== Data shown ==
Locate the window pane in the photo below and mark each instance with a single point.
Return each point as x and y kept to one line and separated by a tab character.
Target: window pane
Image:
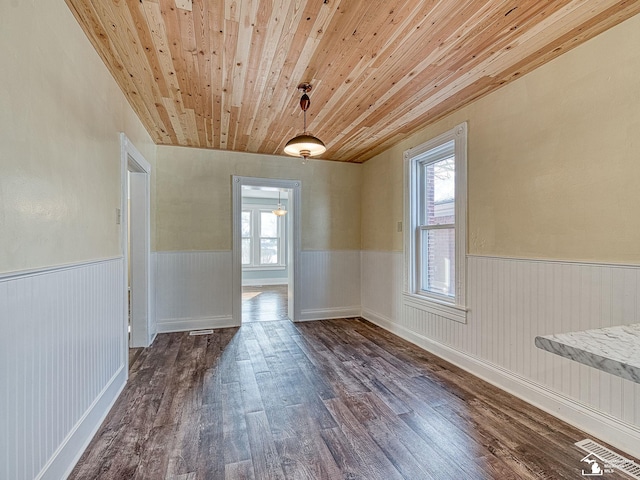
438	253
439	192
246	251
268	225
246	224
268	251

* * *

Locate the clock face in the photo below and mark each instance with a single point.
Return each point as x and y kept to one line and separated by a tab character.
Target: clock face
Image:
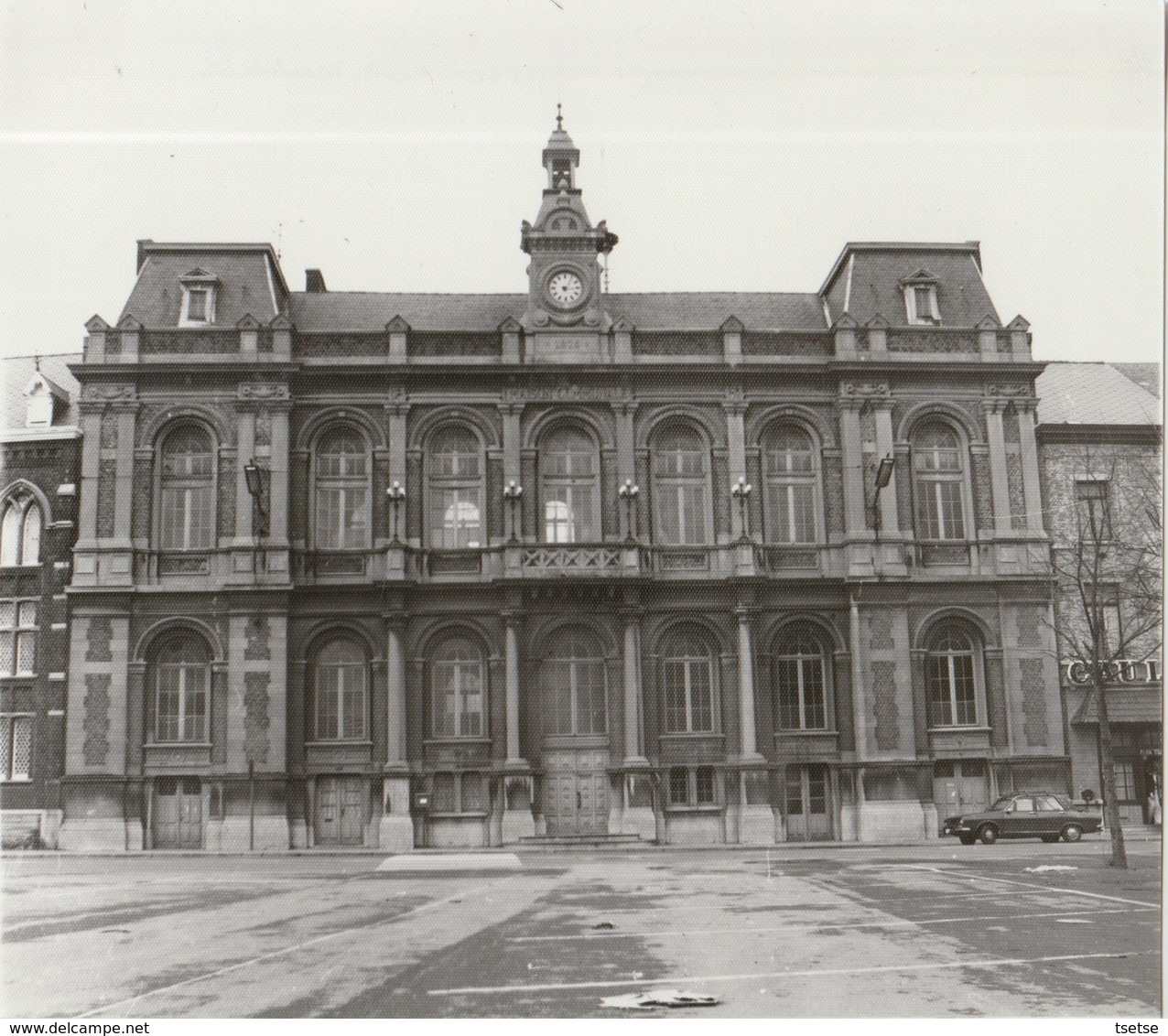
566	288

== What this task involves ==
List every line of the data above that contains the word "each", copying the lines in full.

== Answer to the task ==
Locate the window pane in the photo below and mark each instance with a single point.
Return each point as x and y kept to one line and separated by a tab character.
Locate the clock face in the photo below and mark each instance with a single point.
Return each point as x and y kept to one line and separated by a tab character.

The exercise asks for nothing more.